* Text section:
-------------------------

It a great discussion amongst us who do palms...nice to see and hear of the alternatives. Certainly any spikeless climbing (not bucket work) is going to entail more time, but as has been said the sell/upside is no unsightly holes, aesthetics matter to some people and they should be willing to bear the extra cost for a quality result...

Have you seen, or considered the tree bicycle that the Spanish use a lot?

I saw one at College and have a brochure around somewhere for it...anyone got any experience with it?

I had to takedown a 60' dead coconut on Friday, it had been hit by lightning and was starting to ooze little holes all over! I took my time, didn't know how solid it would be, and it had to be spike climbed and rigged down on itself...infrastructure and plants below...no access...it was a few months dead, only just starting to get a little smelly at the top, all went well, small pieces...3.5 hrs arrival to departure, including sweeping up the chips. Slow to some of you I'm sure, but hey...it was a wobbly little sucker!


----------



## outofmytree (Feb 2, 2010)

Palm work is certainly a different world! 

Bermie I have a strong personal belief that "the labourer is worth his salt". An old English saying you may be familiar with that simply means you should be paid for your work. If it takes a pro 3 1/2 hrs to dismantle a palm that is because it took 3 1/2 hours! Never been up a Coconut palm but to put things in perspective, it generally takes me 30 minutes to dismantle the average Cocos palm. I did one removal a few months back for which I charged 1 1/2 hours and it turned out I was under by 30 minutes! Tiny drop zone, lattice work fence, swimming pool.... you know the drill!

I am keen to play with a tree stand or a clone of one as I believe there is great scope here for medium to large palm pruning where the trunk is uniform in diameter. What a coup it would be to design a machine that would work on trees with variable diameter without significant loss of climbing speed!


----------



## outofmytree (Feb 2, 2010)

Koa Man said:


> have trimmed cocos more than 20,000 times. I lost count many years ago.



H-o-l-y c-r-a-p. I mean that in the literal sense!


----------



## Bermie (Feb 2, 2010)

Thanks oomt...other than describing all the specific variables of the job to justify the time, hey that's what it took!

The tree bike is quite some piece of equipment, I wish I could find the brochure, I seem to remember it was adjustable, straps that tighten as you step down on the 'pedal', then loosen as you step up and transfer weight to theother one...its not cheap though, at least $2000 if I recall


----------



## danbirch (Aug 26, 2012)

Bermie said:


> Thanks oomt...other than describing all the specific variables of the job to justify the time, hey that's what it took!
> 
> The tree bike is quite some piece of equipment, I wish I could find the brochure, I seem to remember it was adjustable, straps that tighten as you step down on the 'pedal', then loosen as you step up and transfer weight to theother one...its not cheap though, at least $2000 if I recall



Is this it?
TREE CLIMBING EQUIPMENT aka TREE BIKE - British Pathé


----------

-------------------------

* Stored rows:
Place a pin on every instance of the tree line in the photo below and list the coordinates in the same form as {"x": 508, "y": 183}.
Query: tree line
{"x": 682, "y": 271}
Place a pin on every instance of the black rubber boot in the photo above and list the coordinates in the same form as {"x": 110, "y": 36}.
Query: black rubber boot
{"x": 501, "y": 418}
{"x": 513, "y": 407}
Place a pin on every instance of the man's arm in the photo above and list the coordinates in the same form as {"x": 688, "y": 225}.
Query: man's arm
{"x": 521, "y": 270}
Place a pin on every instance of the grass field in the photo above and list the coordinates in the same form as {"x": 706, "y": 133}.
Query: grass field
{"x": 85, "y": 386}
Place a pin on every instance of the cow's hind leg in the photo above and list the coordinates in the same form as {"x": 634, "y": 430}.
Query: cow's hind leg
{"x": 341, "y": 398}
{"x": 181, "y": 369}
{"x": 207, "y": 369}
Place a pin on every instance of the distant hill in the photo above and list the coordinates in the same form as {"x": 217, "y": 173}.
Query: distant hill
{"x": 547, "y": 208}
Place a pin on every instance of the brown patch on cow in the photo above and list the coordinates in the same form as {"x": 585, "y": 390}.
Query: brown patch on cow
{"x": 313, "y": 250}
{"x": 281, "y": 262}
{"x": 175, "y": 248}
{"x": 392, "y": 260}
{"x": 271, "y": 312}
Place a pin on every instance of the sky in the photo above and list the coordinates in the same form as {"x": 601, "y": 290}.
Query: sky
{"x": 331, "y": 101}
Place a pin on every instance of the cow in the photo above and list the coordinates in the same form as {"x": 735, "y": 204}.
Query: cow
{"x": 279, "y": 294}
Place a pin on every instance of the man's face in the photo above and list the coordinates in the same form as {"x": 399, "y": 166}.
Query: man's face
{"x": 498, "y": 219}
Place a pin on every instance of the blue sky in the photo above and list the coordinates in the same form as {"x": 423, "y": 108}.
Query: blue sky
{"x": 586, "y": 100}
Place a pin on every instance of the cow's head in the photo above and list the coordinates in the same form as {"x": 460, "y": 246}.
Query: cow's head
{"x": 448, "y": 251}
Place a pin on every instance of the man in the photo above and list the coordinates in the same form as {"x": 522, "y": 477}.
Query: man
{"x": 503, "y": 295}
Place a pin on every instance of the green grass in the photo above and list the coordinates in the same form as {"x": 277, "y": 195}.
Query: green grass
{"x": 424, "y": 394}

-------------------------

* Goal:
In the palm-climbing thread, answer these:
(a) How long did the 60' dead coconut takedown take from arrival to departure?
(b) How long does it generally take outofmytree to dismantle the average Cocos palm?
(c) What does Bermie recall the tree bike costing?

* The result:
(a) 3.5 hours, including sweeping up the chips.
(b) 30 minutes.
(c) At least $2000.